::: TEXTO DE LA PÁGINA :::
Un cristianismo misionero; mientras más pobre y despojado de medios humanos,
mejor. Lloran con los crucificados. Hacen fiesta por cada destello de vida, por
pequeño que sea.
¡Atención! Estoy
hablando de personas de fe, y de fe “en Dios”. No de un vago sentimiento religioso,
donde la palabra “Dios” sería algo así como la cifra de otra cosa: el amor, la
paz, la naturaleza.
Es el mismísimo
“Dios” por quien se vive. El que un día le dijo a Moisés: “Yo soy el que Es”. Porque
este es el mensaje central de Jesús. Y esa es la gran aportación del Evangelio
y del cristianismo: Dios con nosotros. Dios. Esa gran palabra. Inmensa,
inconmensurable. Jesús lo proclama cercano: es Padre, compasivo. Sin esa
palabra, ya no sabríamos ni siquiera quienes somos nosotros.
::: DATOS PROPORCIONADOS :::
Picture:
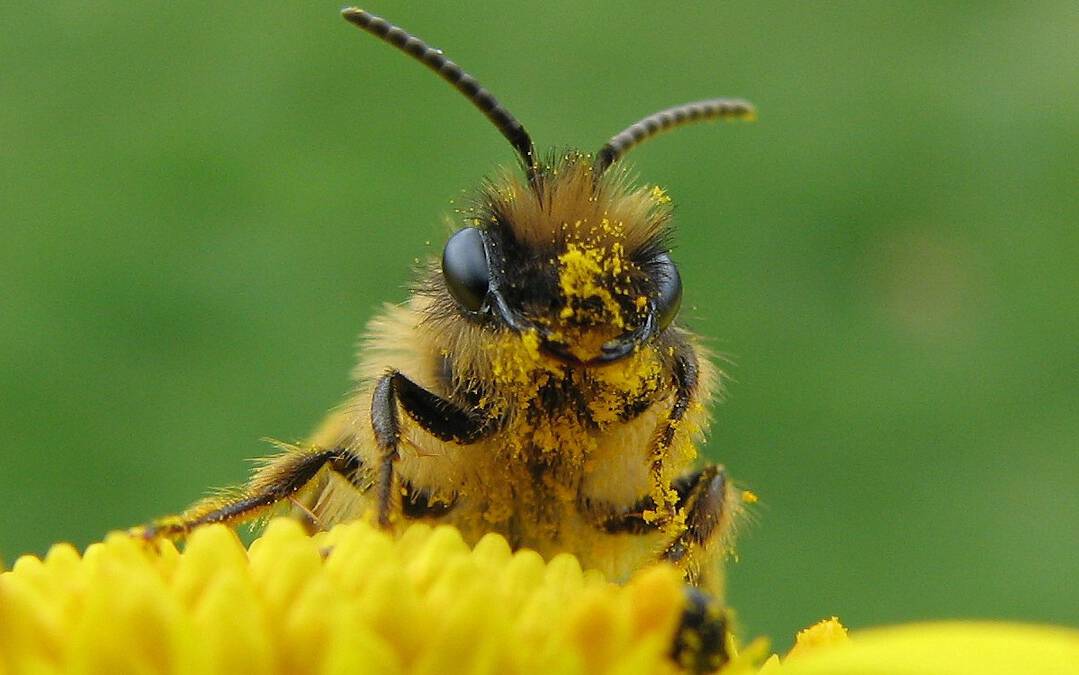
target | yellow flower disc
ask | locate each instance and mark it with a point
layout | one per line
:::
ENUNCIADO 1 —
Según el texto sobre la fe en Dios, ¿cuál es la gran aportación del Evangelio y del cristianismo?
ENUNCIADO 2 —
Retoma el texto sobre la fe en Dios justo después de su última oración y continúalo.

RESULTADO 1 —
La gran aportación es “Dios con nosotros”.

RESULTADO 2 —
El hombre no está
solo. Dios está con él y le abre el corazón para la comunión con sus
semejantes, a quienes puede llamar: mis hermanos. Le enseña a perdonar y a perdonarse.
En medio de la
ciudad secular, la comunidad cristiana está llamada a ser memoria y profecía de
este Dios familia (Padre, Hijo y Espíritu Santo) que ha querido salvar al
hombre, sanando su corazón y devolviéndole la capacidad de establecer aquellos
vínculos humanos por los que pasa el misterio de la vida.
Jesús ha traído
Dios al mundo. Los que somos sus discípulos, con Él, nos hacemos misioneros de
esta Alegre Noticia. No hay alegría más grande que la que nos ofrece la fe en
Dios.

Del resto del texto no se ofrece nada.